* START STORED RECORDS *

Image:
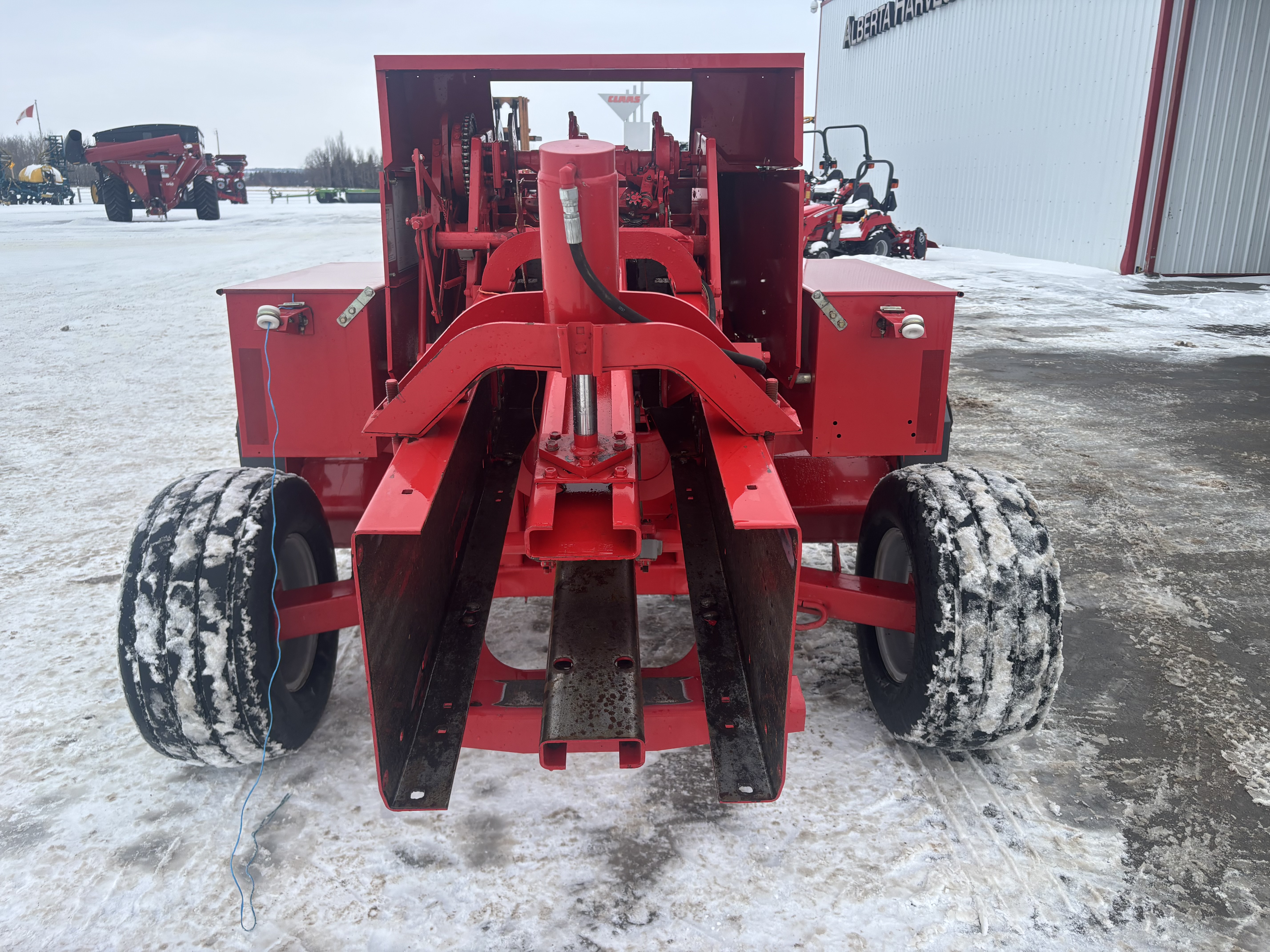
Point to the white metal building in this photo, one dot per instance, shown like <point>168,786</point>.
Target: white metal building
<point>1045,128</point>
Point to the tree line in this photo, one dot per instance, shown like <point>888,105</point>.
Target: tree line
<point>335,164</point>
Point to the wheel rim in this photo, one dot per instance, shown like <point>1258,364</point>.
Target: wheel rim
<point>892,564</point>
<point>296,570</point>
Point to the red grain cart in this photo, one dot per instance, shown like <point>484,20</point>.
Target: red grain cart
<point>159,167</point>
<point>587,374</point>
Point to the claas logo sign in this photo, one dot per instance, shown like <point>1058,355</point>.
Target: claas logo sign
<point>624,103</point>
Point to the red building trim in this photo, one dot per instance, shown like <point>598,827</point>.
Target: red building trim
<point>1149,136</point>
<point>1166,159</point>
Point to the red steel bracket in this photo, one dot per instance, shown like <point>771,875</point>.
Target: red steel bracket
<point>317,608</point>
<point>855,598</point>
<point>445,372</point>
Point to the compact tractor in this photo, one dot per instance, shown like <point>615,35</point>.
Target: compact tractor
<point>589,374</point>
<point>158,167</point>
<point>230,178</point>
<point>844,216</point>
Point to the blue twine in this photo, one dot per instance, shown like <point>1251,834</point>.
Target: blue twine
<point>249,900</point>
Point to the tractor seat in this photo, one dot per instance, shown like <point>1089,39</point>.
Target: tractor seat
<point>856,209</point>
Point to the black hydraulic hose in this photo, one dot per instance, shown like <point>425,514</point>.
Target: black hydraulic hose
<point>609,298</point>
<point>597,286</point>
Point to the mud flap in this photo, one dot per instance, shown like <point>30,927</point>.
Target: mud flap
<point>426,598</point>
<point>744,587</point>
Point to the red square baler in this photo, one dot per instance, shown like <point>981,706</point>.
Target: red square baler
<point>587,372</point>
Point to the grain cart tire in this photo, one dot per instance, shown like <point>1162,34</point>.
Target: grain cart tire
<point>206,201</point>
<point>116,198</point>
<point>985,663</point>
<point>878,244</point>
<point>196,624</point>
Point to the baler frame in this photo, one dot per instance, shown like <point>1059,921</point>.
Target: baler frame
<point>557,388</point>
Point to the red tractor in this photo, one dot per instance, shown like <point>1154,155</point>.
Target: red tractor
<point>844,216</point>
<point>159,167</point>
<point>589,374</point>
<point>230,178</point>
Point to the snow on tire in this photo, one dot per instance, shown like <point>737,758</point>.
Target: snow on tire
<point>196,624</point>
<point>987,656</point>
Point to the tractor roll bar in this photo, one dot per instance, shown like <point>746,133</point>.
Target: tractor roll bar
<point>825,140</point>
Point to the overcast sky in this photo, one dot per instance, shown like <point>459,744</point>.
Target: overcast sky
<point>277,78</point>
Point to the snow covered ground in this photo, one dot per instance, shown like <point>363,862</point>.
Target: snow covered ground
<point>117,380</point>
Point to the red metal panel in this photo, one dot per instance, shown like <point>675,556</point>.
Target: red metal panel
<point>830,493</point>
<point>648,66</point>
<point>751,484</point>
<point>408,489</point>
<point>494,727</point>
<point>1149,138</point>
<point>869,389</point>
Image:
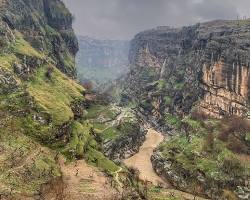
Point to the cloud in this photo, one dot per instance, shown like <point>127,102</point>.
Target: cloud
<point>122,19</point>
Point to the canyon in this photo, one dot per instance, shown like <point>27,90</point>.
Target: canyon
<point>189,87</point>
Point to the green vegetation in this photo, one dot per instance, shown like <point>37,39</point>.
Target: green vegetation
<point>173,120</point>
<point>110,133</point>
<point>205,148</point>
<point>52,97</point>
<point>6,60</point>
<point>248,137</point>
<point>22,47</point>
<point>98,159</point>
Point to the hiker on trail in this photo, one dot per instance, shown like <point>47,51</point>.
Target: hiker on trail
<point>77,172</point>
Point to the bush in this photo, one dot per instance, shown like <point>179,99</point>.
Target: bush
<point>209,143</point>
<point>236,145</point>
<point>199,115</point>
<point>233,126</point>
<point>232,166</point>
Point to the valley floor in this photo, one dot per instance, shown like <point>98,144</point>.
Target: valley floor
<point>141,161</point>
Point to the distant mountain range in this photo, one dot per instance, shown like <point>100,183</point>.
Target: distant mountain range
<point>101,60</point>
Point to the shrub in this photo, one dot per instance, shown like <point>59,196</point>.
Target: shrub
<point>199,115</point>
<point>235,145</point>
<point>49,72</point>
<point>232,166</point>
<point>209,143</point>
<point>233,126</point>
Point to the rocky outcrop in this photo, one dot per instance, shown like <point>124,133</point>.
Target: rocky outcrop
<point>102,60</point>
<point>125,146</point>
<point>206,65</point>
<point>183,179</point>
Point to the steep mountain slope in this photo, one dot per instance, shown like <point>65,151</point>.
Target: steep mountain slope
<point>179,78</point>
<point>207,61</point>
<point>102,60</point>
<point>42,108</point>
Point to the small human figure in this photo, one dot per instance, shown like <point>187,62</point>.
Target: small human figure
<point>77,172</point>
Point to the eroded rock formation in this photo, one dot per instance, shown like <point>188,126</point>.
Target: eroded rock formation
<point>206,65</point>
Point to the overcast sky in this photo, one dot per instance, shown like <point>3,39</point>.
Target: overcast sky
<point>122,19</point>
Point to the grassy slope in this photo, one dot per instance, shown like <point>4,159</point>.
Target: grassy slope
<point>25,163</point>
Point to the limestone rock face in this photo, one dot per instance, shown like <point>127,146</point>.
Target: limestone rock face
<point>205,65</point>
<point>102,60</point>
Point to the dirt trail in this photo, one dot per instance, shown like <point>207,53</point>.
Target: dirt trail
<point>141,160</point>
<point>86,182</point>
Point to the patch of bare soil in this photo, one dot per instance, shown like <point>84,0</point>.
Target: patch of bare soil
<point>86,182</point>
<point>80,182</point>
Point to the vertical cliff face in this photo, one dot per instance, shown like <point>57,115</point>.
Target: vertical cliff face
<point>37,95</point>
<point>102,60</point>
<point>206,65</point>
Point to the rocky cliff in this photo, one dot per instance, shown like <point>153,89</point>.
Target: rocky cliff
<point>179,78</point>
<point>206,65</point>
<point>102,60</point>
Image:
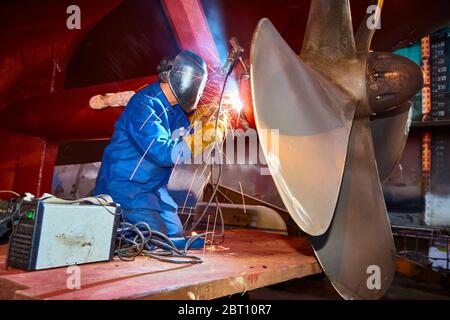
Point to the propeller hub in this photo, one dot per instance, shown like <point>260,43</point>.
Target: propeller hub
<point>391,80</point>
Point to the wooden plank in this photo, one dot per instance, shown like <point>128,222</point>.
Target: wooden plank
<point>247,260</point>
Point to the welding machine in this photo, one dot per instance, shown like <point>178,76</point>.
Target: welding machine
<point>51,232</point>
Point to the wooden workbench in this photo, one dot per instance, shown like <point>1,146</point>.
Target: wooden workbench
<point>247,260</point>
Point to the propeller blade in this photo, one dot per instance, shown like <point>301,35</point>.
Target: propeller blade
<point>314,120</point>
<point>357,253</point>
<point>368,27</point>
<point>390,131</point>
<point>329,33</point>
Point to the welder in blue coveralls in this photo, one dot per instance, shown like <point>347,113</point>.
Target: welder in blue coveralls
<point>139,160</point>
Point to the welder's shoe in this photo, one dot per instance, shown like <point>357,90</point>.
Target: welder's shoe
<point>151,217</point>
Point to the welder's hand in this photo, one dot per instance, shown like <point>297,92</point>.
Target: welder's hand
<point>203,122</point>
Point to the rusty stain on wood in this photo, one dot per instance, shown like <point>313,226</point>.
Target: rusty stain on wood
<point>254,260</point>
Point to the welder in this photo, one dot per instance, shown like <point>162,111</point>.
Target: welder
<point>146,144</point>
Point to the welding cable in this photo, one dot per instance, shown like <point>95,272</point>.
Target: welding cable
<point>140,240</point>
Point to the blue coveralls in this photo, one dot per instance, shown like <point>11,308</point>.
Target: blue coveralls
<point>139,160</point>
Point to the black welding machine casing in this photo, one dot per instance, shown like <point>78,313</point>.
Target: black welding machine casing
<point>51,232</point>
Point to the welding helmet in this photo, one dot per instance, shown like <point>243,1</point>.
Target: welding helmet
<point>186,75</point>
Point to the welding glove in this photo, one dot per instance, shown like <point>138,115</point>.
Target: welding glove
<point>203,122</point>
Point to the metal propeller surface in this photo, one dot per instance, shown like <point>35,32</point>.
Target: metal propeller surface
<point>326,170</point>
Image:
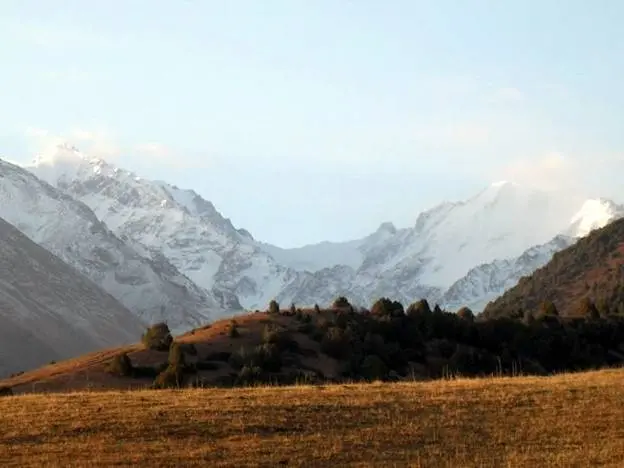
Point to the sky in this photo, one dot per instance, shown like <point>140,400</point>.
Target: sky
<point>305,121</point>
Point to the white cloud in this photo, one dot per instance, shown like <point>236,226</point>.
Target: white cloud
<point>71,75</point>
<point>463,134</point>
<point>590,174</point>
<point>508,95</point>
<point>57,36</point>
<point>548,171</point>
<point>101,143</point>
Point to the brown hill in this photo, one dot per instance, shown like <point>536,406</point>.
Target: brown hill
<point>339,344</point>
<point>591,272</point>
<point>208,350</point>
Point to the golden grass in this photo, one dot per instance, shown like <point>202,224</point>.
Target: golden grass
<point>567,420</point>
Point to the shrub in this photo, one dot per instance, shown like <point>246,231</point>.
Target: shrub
<point>241,358</point>
<point>268,357</point>
<point>249,375</point>
<point>171,377</point>
<point>373,368</point>
<point>588,309</point>
<point>466,314</point>
<point>189,348</point>
<point>176,356</point>
<point>335,343</point>
<point>384,307</point>
<point>120,365</point>
<point>418,308</point>
<point>273,307</point>
<point>223,356</point>
<point>206,365</point>
<point>341,303</point>
<point>272,334</point>
<point>157,337</point>
<point>233,331</point>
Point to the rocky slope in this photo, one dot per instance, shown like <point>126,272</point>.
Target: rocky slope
<point>49,311</point>
<point>589,272</point>
<point>152,287</point>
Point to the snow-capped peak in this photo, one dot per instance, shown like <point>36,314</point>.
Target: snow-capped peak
<point>61,162</point>
<point>594,214</point>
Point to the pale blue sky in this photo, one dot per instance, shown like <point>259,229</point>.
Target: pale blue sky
<point>311,120</point>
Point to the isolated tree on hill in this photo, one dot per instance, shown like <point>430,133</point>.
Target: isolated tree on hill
<point>273,307</point>
<point>466,314</point>
<point>588,309</point>
<point>418,308</point>
<point>385,307</point>
<point>157,337</point>
<point>548,308</point>
<point>341,303</point>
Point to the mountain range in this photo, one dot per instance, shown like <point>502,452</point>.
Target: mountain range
<point>167,253</point>
<point>49,311</point>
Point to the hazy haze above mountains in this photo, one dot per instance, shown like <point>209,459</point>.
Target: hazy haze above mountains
<point>320,121</point>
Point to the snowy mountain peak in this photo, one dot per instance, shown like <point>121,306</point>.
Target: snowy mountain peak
<point>387,228</point>
<point>594,214</point>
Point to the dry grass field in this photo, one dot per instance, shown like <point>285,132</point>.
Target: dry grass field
<point>566,420</point>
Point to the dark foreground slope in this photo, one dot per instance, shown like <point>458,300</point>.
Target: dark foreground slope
<point>340,345</point>
<point>561,421</point>
<point>586,275</point>
<point>49,311</point>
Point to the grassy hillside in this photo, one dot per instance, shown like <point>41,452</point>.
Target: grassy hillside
<point>591,272</point>
<point>566,420</point>
<point>340,345</point>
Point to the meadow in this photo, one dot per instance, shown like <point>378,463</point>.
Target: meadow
<point>563,420</point>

* END STORED RECORDS *

Please return the records word for word, starting at their first line and going on through the line with "<point>856,209</point>", both ends included. Leave the pictures out of your answer.

Image:
Point to the white metal building in this photo, one dot per instance, shown like <point>168,786</point>.
Target: white metal building
<point>1045,128</point>
Point to the tree line in this photo, one dot per instance, shown like <point>888,105</point>.
Target: tree line
<point>335,164</point>
Point to the wheel rim in this photo, one dot per instance, shown like <point>1258,364</point>.
Target: wheel rim
<point>892,564</point>
<point>296,570</point>
Point to the red grain cart in this photo, one dot per instance, shown like <point>484,20</point>.
Target: red grain cart
<point>159,167</point>
<point>587,374</point>
Point to the claas logo sign in this photo, one dot per instance, shown like <point>1058,355</point>.
Target: claas logo sign
<point>624,103</point>
Point to the red building trim in this photo, one dot per instance, shown like <point>598,827</point>.
Target: red building trim
<point>1149,136</point>
<point>1166,159</point>
Point to the red steel bracket in this photo, one dot per instance, shown like <point>771,875</point>.
Target: red steel bracket
<point>317,608</point>
<point>855,598</point>
<point>445,372</point>
Point to the compact tractor in this photo, one dot per instance, shown like <point>615,35</point>.
Target: compact tractor
<point>589,374</point>
<point>158,167</point>
<point>230,178</point>
<point>844,216</point>
Point to the blue twine in this photo, one dot per instance, shown like <point>1251,834</point>.
Target: blue twine
<point>249,900</point>
Point to the tractor seat in this photo, one dot per instance, shown like <point>1089,39</point>.
Target: tractor seat
<point>856,209</point>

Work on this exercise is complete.